Here’s the cherry on the sundae. In addition to improved financial returns, the hospital’s patient satisfaction scores improved by more than 10%. There is an obvious conclusion here. There are few if any current hospital CX investments that can generate this high level of both financial- and service-level returns.

There’s No Time to Waste – Start Doing It Right!

It is time for health systems to move beyond sending paper surveys and enabling digital tools. More dynamic patient relationships require a deeper understanding of patients’ needs. Knowing customers means identifying their likes and dislikes. This customer-specific knowledge informs and shapes targeted CX responses.

Given its data intensity and importance to organizational performance, revenue cycle operations is the logical area to launch a closed-loop CX platform. Effectively implemented, closed-loop systems with revenue cycle increase collections, patient satisfaction and employee retention. The good news is that these investments not only pay for themselves, they establish a solid foundation for CX improvement in other areas, most notably in patient care.

Providers that listen to their patients and act to address their concerns will create a significant competitive advantage within a consolidating acute-care marketplace. Happy customers are the key to better financial returns and long-term financial sustainability. Health system executives can take that to the bank!

About the Authors

David W. Johnson

David Johnson is the CEO of 4sight Health, an advisory company working at the intersection of healthcare strategy, economics, innovation. Johnson is a healthcare thought leader, keynote speaker, and strategic advisor to organizations busting the status-quo to reform our healthcare system. He is the author of Market vs. Medicine: America’s Epic Fight for Better, Affordable Healthcare, and his second book, The Customer Revolution in Healthcare: Delivering Kinder, Smarter, Affordable Care for All (McGraw-Hill 2019). As a speaker, Dave plays the role of rebel, challenger, industry historian, investor and company evaluator to push audiences forward. (Watch bio video.) Johnson applies his 25+ years of investment banking in healthcare to identify ways the healthcare industry must change to deliver better care. He received a Masters in Public Policy from Harvard Kennedy School, an English degree from Colgate University, and served in the African Peace Corp service. Join over 10k+ healthcare executives who read our weekly insights and commentary on www.4sighthealth.com. His third book, Less Healthcare, More Health: The Prescription for a Happier, More Equitable and Productive America, will publish in 2024.

Things to do –
A. Write out the portion of the health system customer experience text from "Here’s the cherry" up to and including "targeted CX responses.".
B. Answer these questions from the health system customer experience text:
(i) By how much did the hospital's patient satisfaction scores improve?
(ii) Which area is called the logical place to launch a closed-loop CX platform?
(iii) From which school did David Johnson receive a Masters in Public Policy?

Data for review –
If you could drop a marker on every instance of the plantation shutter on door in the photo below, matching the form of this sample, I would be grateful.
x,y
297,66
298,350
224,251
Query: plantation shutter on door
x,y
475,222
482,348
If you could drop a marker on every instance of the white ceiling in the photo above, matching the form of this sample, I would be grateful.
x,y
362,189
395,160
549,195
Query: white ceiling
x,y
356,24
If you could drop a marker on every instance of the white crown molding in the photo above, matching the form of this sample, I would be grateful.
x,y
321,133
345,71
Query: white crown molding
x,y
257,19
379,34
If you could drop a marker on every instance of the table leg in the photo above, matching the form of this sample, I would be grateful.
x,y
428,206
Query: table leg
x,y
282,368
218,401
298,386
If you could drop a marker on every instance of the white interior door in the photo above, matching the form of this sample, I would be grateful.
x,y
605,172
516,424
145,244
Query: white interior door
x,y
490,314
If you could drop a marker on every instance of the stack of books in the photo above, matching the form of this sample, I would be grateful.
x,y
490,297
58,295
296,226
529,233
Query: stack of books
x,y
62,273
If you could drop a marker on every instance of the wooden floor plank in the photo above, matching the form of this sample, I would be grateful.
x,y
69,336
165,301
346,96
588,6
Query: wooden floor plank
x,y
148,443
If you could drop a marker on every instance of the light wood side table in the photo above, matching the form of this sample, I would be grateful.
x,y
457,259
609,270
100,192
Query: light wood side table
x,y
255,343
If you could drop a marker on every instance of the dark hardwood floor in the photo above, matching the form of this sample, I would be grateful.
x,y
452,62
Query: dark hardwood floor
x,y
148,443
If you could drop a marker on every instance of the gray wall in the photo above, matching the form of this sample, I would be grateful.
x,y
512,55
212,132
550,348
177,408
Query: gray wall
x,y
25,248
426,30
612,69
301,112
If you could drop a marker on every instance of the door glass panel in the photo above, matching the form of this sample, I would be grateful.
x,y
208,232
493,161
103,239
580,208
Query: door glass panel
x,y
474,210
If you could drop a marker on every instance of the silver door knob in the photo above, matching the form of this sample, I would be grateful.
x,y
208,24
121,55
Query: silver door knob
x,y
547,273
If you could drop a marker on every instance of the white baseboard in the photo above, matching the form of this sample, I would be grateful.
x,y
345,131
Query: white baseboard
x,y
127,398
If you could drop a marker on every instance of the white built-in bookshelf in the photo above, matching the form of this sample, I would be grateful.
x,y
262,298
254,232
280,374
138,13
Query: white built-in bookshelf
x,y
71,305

Task-by-task answers –
A.
Here’s the cherry on the sundae. In addition to improved financial returns, the hospital’s patient satisfaction scores improved by more than 10%. There is an obvious conclusion here. There are few if any current hospital CX investments that can generate this high level of both financial- and service-level returns.

There’s No Time to Waste – Start Doing It Right!

It is time for health systems to move beyond sending paper surveys and enabling digital tools. More dynamic patient relationships require a deeper understanding of patients’ needs. Knowing customers means identifying their likes and dislikes. This customer-specific knowledge informs and shapes targeted CX responses.

B.
(i) By more than 10%.
(ii) Revenue cycle operations.
(iii) Harvard Kennedy School.